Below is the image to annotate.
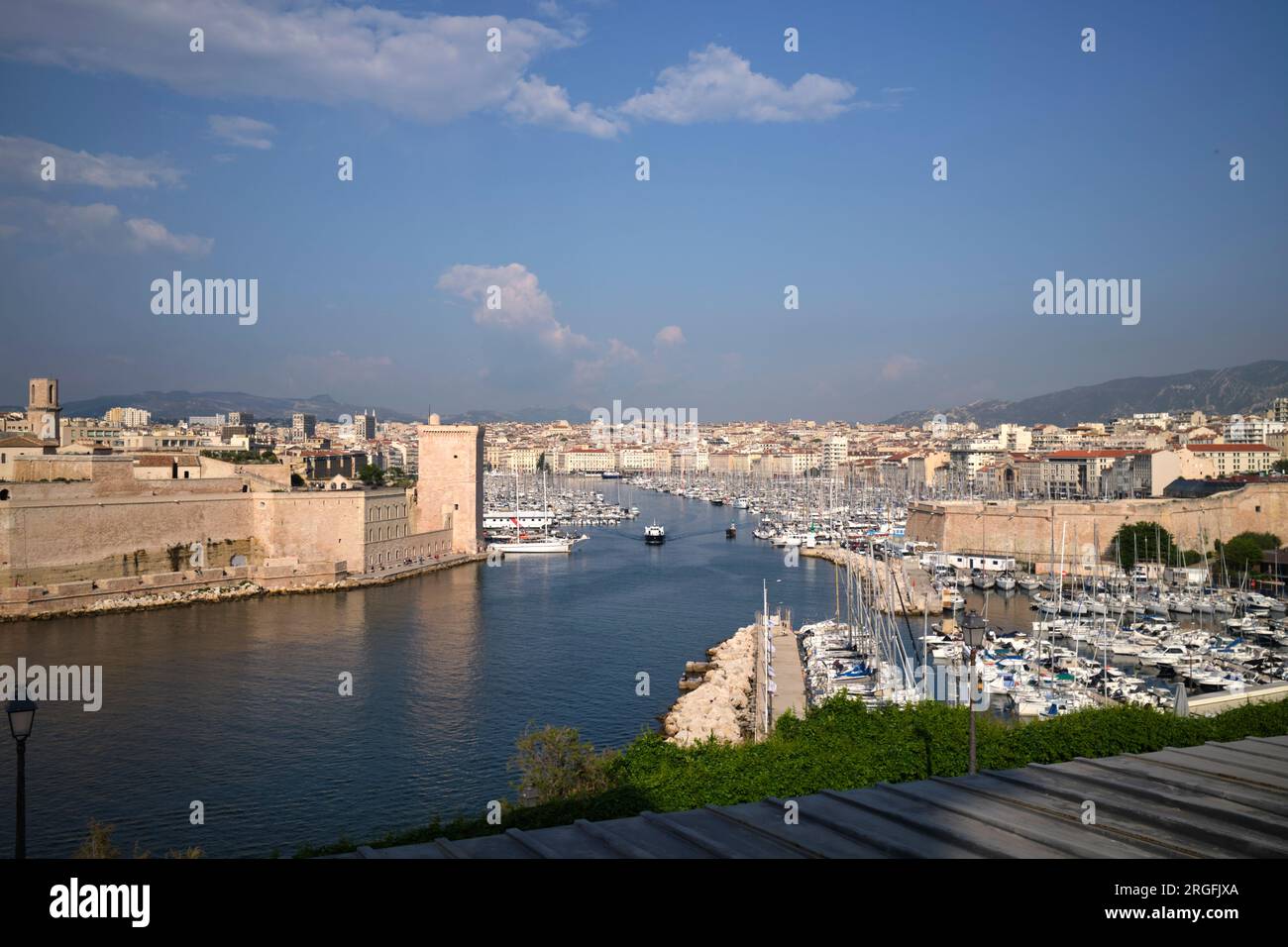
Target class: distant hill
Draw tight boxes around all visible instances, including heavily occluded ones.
[47,391,424,421]
[0,391,590,424]
[885,361,1288,428]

__INSTRUCTION__:
Rewrite the entries above as a numbered list of their lines, skipping blank lines and leaving the pictures out.

__THE OUTPUT__:
1. Below is the image to annotate.
2. Target class: distant hill
3. Draw tight boxes around all visible instances, including heavily occluded ones.
4. [47,391,424,421]
5. [0,391,590,424]
6. [885,361,1288,428]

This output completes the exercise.